___ SUPPLIED RECORDS ___

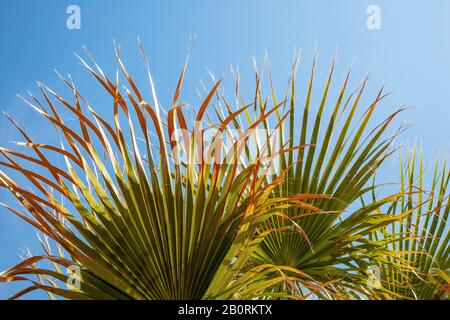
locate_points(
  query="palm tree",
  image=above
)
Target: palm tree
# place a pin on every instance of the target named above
(153, 206)
(133, 218)
(341, 156)
(420, 268)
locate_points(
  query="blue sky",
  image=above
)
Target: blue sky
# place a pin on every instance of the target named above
(410, 54)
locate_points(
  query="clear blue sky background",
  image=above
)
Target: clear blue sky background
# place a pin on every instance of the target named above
(411, 54)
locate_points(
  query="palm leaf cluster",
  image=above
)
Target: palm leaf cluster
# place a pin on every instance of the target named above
(146, 208)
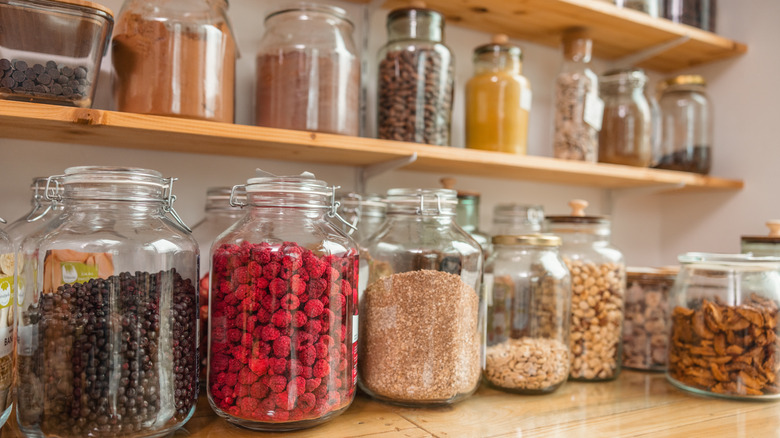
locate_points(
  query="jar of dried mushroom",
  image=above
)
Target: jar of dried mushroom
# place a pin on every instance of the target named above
(283, 322)
(646, 318)
(308, 71)
(528, 292)
(420, 327)
(598, 277)
(416, 78)
(724, 334)
(109, 322)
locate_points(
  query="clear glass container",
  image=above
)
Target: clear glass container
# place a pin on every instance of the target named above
(50, 51)
(498, 99)
(598, 276)
(578, 107)
(724, 326)
(528, 291)
(627, 128)
(175, 58)
(283, 323)
(686, 125)
(108, 325)
(646, 324)
(308, 71)
(416, 79)
(421, 326)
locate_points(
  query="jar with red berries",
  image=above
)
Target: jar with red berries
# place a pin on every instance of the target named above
(282, 328)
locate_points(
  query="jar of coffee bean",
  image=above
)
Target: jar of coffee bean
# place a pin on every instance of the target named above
(598, 278)
(415, 78)
(107, 344)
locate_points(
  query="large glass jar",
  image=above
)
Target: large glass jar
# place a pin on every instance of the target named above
(528, 291)
(421, 324)
(627, 128)
(110, 317)
(283, 323)
(498, 99)
(686, 126)
(724, 326)
(308, 71)
(220, 215)
(416, 79)
(175, 58)
(578, 107)
(598, 277)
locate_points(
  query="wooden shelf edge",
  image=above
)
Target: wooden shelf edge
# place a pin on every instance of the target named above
(28, 121)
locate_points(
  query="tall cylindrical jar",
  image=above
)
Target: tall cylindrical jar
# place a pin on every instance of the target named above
(175, 58)
(598, 276)
(416, 79)
(498, 99)
(283, 322)
(308, 71)
(111, 318)
(528, 291)
(421, 324)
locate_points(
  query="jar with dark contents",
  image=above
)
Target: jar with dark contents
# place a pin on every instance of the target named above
(283, 322)
(416, 78)
(111, 317)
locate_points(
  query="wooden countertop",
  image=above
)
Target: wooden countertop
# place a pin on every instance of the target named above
(636, 405)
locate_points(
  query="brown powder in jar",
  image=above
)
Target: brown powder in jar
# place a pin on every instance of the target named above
(174, 71)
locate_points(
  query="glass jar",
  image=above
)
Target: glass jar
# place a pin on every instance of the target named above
(528, 291)
(421, 325)
(498, 99)
(627, 127)
(283, 323)
(111, 318)
(578, 107)
(724, 326)
(220, 215)
(308, 71)
(598, 276)
(175, 58)
(686, 125)
(416, 79)
(646, 323)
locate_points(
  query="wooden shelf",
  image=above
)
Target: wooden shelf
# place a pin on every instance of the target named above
(617, 32)
(30, 121)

___

Anywhere the listing shows the word "dark", copy the full line.

• YOUR RESPONSE:
  query="jar with dark contents",
Target: jar with dark contents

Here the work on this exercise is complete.